_Work task:_ Retype the passage of the erectile dysfunction abstract below, starting with "Results: The 371" and going on through "this sensitive topic.".

_Page text:_
----
Background and objectives: For adult men with congenital heart disease (ACHD), data on erectile dysfunction (ED) is limited. We aimed to assess the frequency of ED, its role in patient-physician communication and to identify parameters predicting ED.
Methods: Male ACHD ≥18 years registered at the German National Register for Congenital Heart Defects were invited to participate in an online questionnaire about sexual health. Participants with presumed ED according to International Index of Erectile Function Score were compared to patients without ED.
Results: The 371 patients responded to the questionnaire (83% with moderate to highly complex ACHD). The 43% presented with more than mild ED. When ED was present, patients complained about general anxiety to be sexually active more often (p<0.05) and underwent sexual activity less frequently compared to those without ED (p<0.05). Age ≥40 years (odds ratio [OR], 3.04; p=0.002), being single (OR, 6.82; p<0.0001), anxiety to be sexually active (OR, 2.64; p=0.0002) and psychiatric disease (OR, 4.33; p<0.0007) emerged as independent predictors for ED. Overall, patients sought medical advice in 6.7% of cases, whilst 29.6% would appreciate an active approach by the physician to address this sensitive topic.
Conclusions: ED is affecting one third to one half of male ACHD according to a questionnaire-based analysis. Older age, being single, fear of sexual activity due to ACHD and psychiatric disorder emerged as independent predictors for ED. These parameters can easily be assessed to identify patients at risk. ED should be addressed proactively by health professionals.
Keywords: Communication; Congenital heart disease; Erectile dysfunction; Quality of life; Sexual activity.
----
_Data listing:_
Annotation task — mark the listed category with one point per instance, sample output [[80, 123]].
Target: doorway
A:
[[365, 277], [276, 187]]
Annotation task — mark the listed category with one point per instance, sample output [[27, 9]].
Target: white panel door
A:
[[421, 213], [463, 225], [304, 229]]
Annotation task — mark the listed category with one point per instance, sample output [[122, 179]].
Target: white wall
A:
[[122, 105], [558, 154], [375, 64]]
----
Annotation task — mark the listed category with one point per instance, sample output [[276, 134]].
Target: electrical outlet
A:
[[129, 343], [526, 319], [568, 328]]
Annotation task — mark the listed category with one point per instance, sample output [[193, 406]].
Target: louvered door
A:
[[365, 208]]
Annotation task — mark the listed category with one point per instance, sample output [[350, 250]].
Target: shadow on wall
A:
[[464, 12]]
----
_Written response:_
Results: The 371 patients responded to the questionnaire (83% with moderate to highly complex ACHD). The 43% presented with more than mild ED. When ED was present, patients complained about general anxiety to be sexually active more often (p<0.05) and underwent sexual activity less frequently compared to those without ED (p<0.05). Age ≥40 years (odds ratio [OR], 3.04; p=0.002), being single (OR, 6.82; p<0.0001), anxiety to be sexually active (OR, 2.64; p=0.0002) and psychiatric disease (OR, 4.33; p<0.0007) emerged as independent predictors for ED. Overall, patients sought medical advice in 6.7% of cases, whilst 29.6% would appreciate an active approach by the physician to address this sensitive topic.